- EXERCISE BRIEF -
In full and without alteration, give the listing again.

- DATA PROVIDED -
┄┄┄┄┄┄┄┄┄┄┄┄┄┄┄┄┄┄┄┄

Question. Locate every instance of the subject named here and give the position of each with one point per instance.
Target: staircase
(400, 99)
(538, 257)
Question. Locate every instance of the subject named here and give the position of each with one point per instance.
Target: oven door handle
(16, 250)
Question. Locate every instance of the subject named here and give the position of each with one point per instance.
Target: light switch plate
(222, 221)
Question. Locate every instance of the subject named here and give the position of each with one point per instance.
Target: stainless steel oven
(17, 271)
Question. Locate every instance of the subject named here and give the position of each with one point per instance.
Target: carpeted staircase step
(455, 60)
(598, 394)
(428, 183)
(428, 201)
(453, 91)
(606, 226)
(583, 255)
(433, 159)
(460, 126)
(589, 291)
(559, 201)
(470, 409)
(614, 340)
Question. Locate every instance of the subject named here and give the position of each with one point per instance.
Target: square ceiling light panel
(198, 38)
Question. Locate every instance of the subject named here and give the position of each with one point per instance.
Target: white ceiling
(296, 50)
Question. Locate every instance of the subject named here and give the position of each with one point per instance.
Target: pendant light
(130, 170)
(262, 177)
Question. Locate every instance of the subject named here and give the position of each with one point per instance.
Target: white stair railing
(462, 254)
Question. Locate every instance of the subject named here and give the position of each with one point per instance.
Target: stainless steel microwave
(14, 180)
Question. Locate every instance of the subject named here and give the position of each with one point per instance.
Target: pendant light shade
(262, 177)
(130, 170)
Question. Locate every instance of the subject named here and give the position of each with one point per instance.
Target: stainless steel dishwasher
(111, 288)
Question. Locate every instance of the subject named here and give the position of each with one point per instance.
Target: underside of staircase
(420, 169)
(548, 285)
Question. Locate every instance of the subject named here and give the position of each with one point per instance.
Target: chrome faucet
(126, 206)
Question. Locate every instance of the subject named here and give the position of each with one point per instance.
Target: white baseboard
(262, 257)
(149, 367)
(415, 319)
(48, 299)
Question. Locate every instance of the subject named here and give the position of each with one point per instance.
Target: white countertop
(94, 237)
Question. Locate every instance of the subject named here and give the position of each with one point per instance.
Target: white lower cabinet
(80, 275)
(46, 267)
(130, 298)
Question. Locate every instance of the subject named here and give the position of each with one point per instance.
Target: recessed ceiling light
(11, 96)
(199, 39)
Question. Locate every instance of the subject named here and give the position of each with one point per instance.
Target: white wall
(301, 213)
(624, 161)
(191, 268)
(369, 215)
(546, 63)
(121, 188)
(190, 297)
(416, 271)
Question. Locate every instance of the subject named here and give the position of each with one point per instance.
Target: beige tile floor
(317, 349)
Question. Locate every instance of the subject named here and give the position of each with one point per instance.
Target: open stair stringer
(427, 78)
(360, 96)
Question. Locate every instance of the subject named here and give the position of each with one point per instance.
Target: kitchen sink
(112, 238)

┄┄┄┄┄┄┄┄┄┄┄┄┄┄┄┄┄┄┄┄

- WORKED SOLUTION -
Question. Locate every instance of the subject named here and give the position of each with one point per instance.
Target: staircase
(400, 99)
(538, 257)
Question. Locate every instance of the subject named here and give the position of each with one point per instance.
Target: oven door handle
(16, 250)
Question. Locate every instance of the subject named here and give the position of each with one point per instance.
Target: light switch plate
(222, 221)
Question. Locate every instance of the subject named here and give the position of each with one point per instance.
Target: stainless steel oven
(17, 271)
Question. Locate every instance of the subject named here and give the position of each with one point per instance.
Target: carpeted staircase step
(455, 60)
(598, 394)
(428, 183)
(428, 201)
(453, 91)
(606, 226)
(583, 255)
(433, 159)
(460, 126)
(589, 291)
(559, 201)
(470, 409)
(614, 340)
Question. Locate every instance of the subject named here and give the position of each with one point per instance.
Target: square ceiling light panel
(198, 38)
Question. Locate every instance of the subject named here and give the position of each with one point per instance.
Target: white ceiling
(296, 50)
Question. Locate every instance of the subject named here and give the position of each with one point per instance.
Target: pendant light
(130, 170)
(262, 177)
Question. Locate every instance of the subject named here and give the position of each with one point per instance.
Target: white stair railing
(462, 254)
Question. Locate every instance of the subject named here and give the position of each with one point per instance.
Target: stainless steel microwave
(14, 180)
Question. Locate every instance of the subject named here and give the position of each with one point per instance.
Target: pendant light shade
(262, 177)
(130, 170)
Question. Locate every instance of the subject named here and give the position of each with one point per instance.
Target: stainless steel dishwasher
(111, 288)
Question. Locate every instance of the subject named here and give the position of each with one point per instance.
Target: underside of staircase
(420, 169)
(548, 285)
Question. Locate every instance of the subject named here and give the position of each with one point per instance.
Target: chrome faucet
(126, 206)
Question. Locate every instance of the subject named here and give the position of each with one point per instance.
Target: white baseboard
(262, 257)
(149, 367)
(415, 319)
(48, 299)
Question. Locate every instance of the subject named here and give the position of each with one point per instance.
Target: white countertop
(94, 237)
Question. Locate every instance of the subject named here and give the position of each with one point per instance.
Target: white lower cabinet
(80, 275)
(46, 267)
(130, 298)
Question. Locate every instance of the subject named here and give the position of each with one point per instance.
Target: recessed ceiling light
(11, 96)
(199, 39)
Question. Locate every instance of the subject named here and give the position of each with one point per instance.
Target: white wall
(301, 213)
(624, 161)
(191, 268)
(369, 215)
(546, 63)
(121, 188)
(190, 297)
(416, 271)
Question. Locate every instance of the subject named here and give the position of each with one point per instance.
Target: beige tile floor
(317, 349)
Question. Locate every instance of the subject named here and give the position of each with one point per instance.
Target: open stair stringer
(427, 78)
(360, 96)
Question. Locate every instance of the subject named here and give the position of each with one point per instance.
Target: kitchen sink
(112, 238)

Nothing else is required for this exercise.